> _Problem to work on_
Write out every record below exactly as it stands, leaving the pictures out.

> _Material provided_
________
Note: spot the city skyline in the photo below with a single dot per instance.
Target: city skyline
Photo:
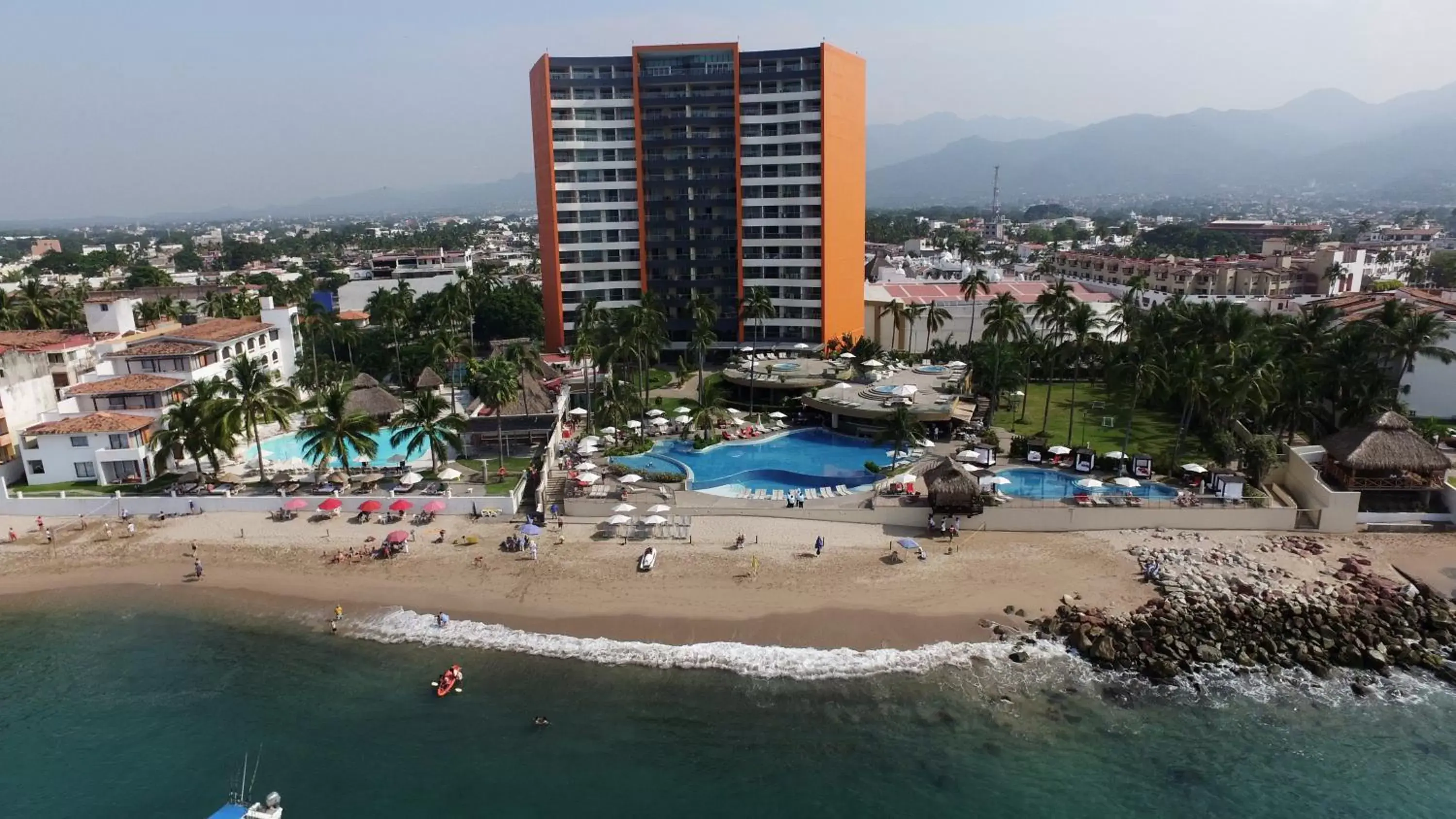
(164, 108)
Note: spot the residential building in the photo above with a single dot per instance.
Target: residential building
(686, 169)
(104, 447)
(43, 246)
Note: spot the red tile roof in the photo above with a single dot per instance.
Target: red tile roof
(161, 348)
(1026, 293)
(134, 383)
(219, 329)
(94, 422)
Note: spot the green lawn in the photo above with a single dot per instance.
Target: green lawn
(1154, 432)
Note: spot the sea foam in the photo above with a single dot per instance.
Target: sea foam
(766, 662)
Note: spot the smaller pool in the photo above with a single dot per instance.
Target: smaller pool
(1052, 485)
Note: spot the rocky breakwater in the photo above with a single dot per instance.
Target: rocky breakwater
(1225, 606)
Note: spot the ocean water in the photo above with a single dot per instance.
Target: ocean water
(149, 715)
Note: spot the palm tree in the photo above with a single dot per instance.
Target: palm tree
(497, 383)
(255, 398)
(331, 431)
(429, 421)
(1005, 322)
(975, 284)
(1082, 331)
(913, 316)
(704, 311)
(900, 425)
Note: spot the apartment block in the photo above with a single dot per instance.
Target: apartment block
(702, 169)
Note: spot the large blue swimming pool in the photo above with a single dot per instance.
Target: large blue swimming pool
(1050, 485)
(289, 447)
(795, 460)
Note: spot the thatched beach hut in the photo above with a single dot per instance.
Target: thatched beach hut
(953, 489)
(1385, 457)
(372, 399)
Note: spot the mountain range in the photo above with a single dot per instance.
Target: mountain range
(1323, 142)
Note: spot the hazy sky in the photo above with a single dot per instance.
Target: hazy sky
(130, 108)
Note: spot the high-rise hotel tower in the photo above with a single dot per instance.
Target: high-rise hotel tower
(704, 169)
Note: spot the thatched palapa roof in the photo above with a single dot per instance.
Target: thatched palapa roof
(1388, 444)
(950, 486)
(429, 380)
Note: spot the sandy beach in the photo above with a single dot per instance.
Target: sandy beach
(852, 595)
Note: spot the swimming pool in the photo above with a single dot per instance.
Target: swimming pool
(1050, 485)
(289, 447)
(806, 459)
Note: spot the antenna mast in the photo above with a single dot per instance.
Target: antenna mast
(996, 197)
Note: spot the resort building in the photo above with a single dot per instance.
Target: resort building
(686, 169)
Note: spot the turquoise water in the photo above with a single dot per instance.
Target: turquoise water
(159, 709)
(1050, 485)
(795, 460)
(289, 447)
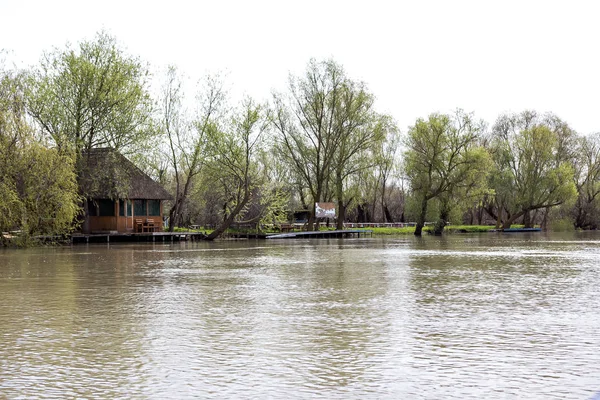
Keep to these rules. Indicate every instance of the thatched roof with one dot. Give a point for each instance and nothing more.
(106, 174)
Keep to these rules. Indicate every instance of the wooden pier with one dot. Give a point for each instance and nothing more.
(161, 237)
(322, 234)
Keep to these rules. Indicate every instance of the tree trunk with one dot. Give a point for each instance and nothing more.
(421, 217)
(527, 219)
(441, 223)
(229, 220)
(341, 215)
(388, 215)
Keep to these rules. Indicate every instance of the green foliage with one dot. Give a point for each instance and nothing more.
(92, 96)
(38, 191)
(444, 161)
(532, 167)
(326, 128)
(562, 225)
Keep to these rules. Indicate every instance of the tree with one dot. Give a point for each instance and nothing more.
(38, 192)
(532, 166)
(587, 178)
(443, 159)
(187, 140)
(93, 96)
(233, 163)
(325, 121)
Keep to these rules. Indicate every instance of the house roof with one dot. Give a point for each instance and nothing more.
(104, 173)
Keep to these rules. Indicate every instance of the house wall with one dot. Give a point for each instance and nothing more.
(122, 224)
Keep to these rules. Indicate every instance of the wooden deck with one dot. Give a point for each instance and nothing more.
(322, 234)
(137, 237)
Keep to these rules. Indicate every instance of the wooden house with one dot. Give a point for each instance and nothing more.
(119, 197)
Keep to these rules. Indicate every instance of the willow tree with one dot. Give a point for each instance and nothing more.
(443, 160)
(532, 166)
(94, 95)
(232, 162)
(38, 193)
(587, 178)
(323, 123)
(187, 136)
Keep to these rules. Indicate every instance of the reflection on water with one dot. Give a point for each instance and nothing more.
(463, 316)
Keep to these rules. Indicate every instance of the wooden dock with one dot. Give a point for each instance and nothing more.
(162, 237)
(322, 234)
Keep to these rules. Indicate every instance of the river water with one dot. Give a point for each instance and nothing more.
(457, 317)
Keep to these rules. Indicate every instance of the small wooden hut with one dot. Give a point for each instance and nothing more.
(119, 197)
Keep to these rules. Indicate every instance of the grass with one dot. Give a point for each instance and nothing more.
(449, 229)
(409, 230)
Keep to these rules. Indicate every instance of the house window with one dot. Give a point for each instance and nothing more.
(92, 208)
(122, 208)
(139, 208)
(154, 208)
(106, 208)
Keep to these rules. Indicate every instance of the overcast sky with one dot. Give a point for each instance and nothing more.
(417, 57)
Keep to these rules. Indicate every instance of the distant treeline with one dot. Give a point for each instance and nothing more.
(320, 140)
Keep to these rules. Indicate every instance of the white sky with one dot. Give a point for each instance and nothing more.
(417, 57)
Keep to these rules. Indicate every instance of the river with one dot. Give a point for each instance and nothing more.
(456, 317)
________
> _Answer to this problem_
Note: spot the city skyline in the photo below with a single dot per instance.
Target: city skyline
Photo:
(164, 108)
Note: spot the residential building in the photo above with a single dot per instance.
Target: residential building
(686, 169)
(104, 447)
(43, 246)
Note: spot the red tile roof in the photo above with a single dot per instance.
Target: red tile roof
(161, 348)
(1026, 293)
(134, 383)
(219, 329)
(94, 422)
Note: spot the green lawn in the photo above with a single dot per instance.
Target: green lawn
(1154, 432)
Note: spot the sea foam in the photo above with a single dot per instance.
Target: sea foam
(766, 662)
Note: spot the smaller pool in the photo above with a single dot per instance.
Target: smaller pool
(1052, 485)
Note: spot the rocky breakwater in the photo above with a single dot per instance.
Target: rocky breakwater
(1225, 606)
Note: spot the ocean water in the photo above with a single dot per instance.
Target: ocean water
(149, 715)
Note: spot the palm tree in the photo above with a single dot per instance.
Target: palm tree
(497, 383)
(255, 398)
(331, 431)
(429, 421)
(1005, 322)
(975, 284)
(1082, 331)
(913, 316)
(704, 311)
(900, 425)
Note: spot the apartment block in the photo above with a single dot per instance.
Target: apartment block
(702, 169)
Note: spot the large blue swimming pool in the photo above with a single dot per instance.
Target: large blue swimming pool
(1050, 485)
(289, 447)
(795, 460)
Note: spot the thatched beach hut in the photo above with a single dot per instance.
Target: thatched beach hut
(953, 489)
(1385, 457)
(372, 399)
Note: spot the mountain range in the photo above with a single dot per instance.
Target: mountain range
(1323, 142)
Note: spot the hazy sky in the photo above with a single dot per instance.
Target: hazy sky
(130, 108)
Note: spot the high-rise hotel tower in the photo above with a single dot per instance.
Target: high-rise hotel tower
(704, 169)
Note: spot the thatched palapa roof in the photo above with a single dot per instance.
Target: thatched palapa roof
(1388, 444)
(950, 486)
(429, 380)
Note: spot the sandy beach in the photo above with a single dot per instance.
Target: sandy beach
(852, 595)
Note: spot the swimming pool in the photo above with a single dot per instance.
Target: swimming pool
(1050, 485)
(289, 447)
(806, 459)
Note: spot the antenna mast in the photo above with a single dot per instance.
Target: antenna mast
(996, 197)
Note: spot the resort building in the photo above with a single dot per instance.
Target: resort building
(686, 169)
Note: spot the turquoise water in the photo above with a single dot per instance.
Target: turquoise water
(159, 709)
(1050, 485)
(795, 460)
(289, 447)
Keep to these rules. Indicate every instance of the thatched roof with one dot. Give a point for each instance and nothing more.
(106, 174)
Keep to these rules. Indicate every instance of the wooden pier with one dot. Give a point for each instance and nothing more.
(161, 237)
(322, 234)
Keep to these rules. Indicate every instance of the tree trunk with one dot. Give a point for each instance and nothing more.
(421, 217)
(527, 219)
(441, 223)
(229, 220)
(341, 215)
(388, 215)
Keep to these rules. Indicate every instance of the green foliage with one dot. Give a point for each instance and nothing more.
(92, 96)
(38, 191)
(444, 161)
(532, 167)
(326, 128)
(562, 225)
Keep to these rules. Indicate every instance of the tree with one dot. Give a point for each instance and nothing more.
(38, 192)
(532, 166)
(587, 178)
(443, 159)
(187, 140)
(93, 96)
(233, 163)
(325, 121)
Keep to these rules. Indicate every instance of the house roof with one dot. Give a point for each instance and nothing more.
(104, 173)
Keep to these rules. Indicate every instance of the house wall with one dot. Give a point for each instance and nothing more.
(122, 224)
Keep to these rules. Indicate every instance of the wooden deck with one dot. Give a point for each instance and nothing more.
(322, 234)
(137, 237)
Keep to these rules. Indicate every instance of the wooden house with one dot. Give a point for each instance and nothing more.
(119, 197)
Keep to these rules. Indicate every instance of the willow tree with one dot. Give a point for each instance and nothing more.
(443, 160)
(532, 166)
(94, 95)
(232, 162)
(38, 193)
(587, 178)
(323, 123)
(187, 136)
Keep to these rules. Indicate every instance of the reflection on water with one dot. Give a point for each instance and nothing more.
(463, 316)
Keep to these rules. Indicate every instance of the wooden dock with one dot. Give a point for each instance and nothing more.
(162, 237)
(322, 234)
Keep to these rules. Indicate every instance of the river water with one dot. Give a point for each instance and nothing more.
(457, 317)
Keep to these rules. Indicate every instance of the small wooden hut with one dot. Give a point for each instance and nothing more.
(119, 197)
Keep to these rules. Indicate every instance of the grass with one dot. Give a point for each instance and nothing more.
(449, 229)
(409, 230)
Keep to these rules. Indicate every instance of the house window with one dot. Give a point for each instance and nothing more.
(92, 208)
(122, 208)
(139, 208)
(154, 208)
(106, 208)
Keep to these rules. Indicate every instance of the overcast sky with one dot. Give a point for each instance and nothing more.
(417, 57)
Keep to these rules. Indicate every instance of the distant treeline with one dot. Give a point for each instance and nothing more.
(320, 140)
Keep to these rules. Indicate every instance of the white sky with one dot. Give a point for each instance and nothing more.
(417, 57)
Keep to these rules. Indicate every instance of the river with one dot. Give a point for each instance and nothing more.
(456, 317)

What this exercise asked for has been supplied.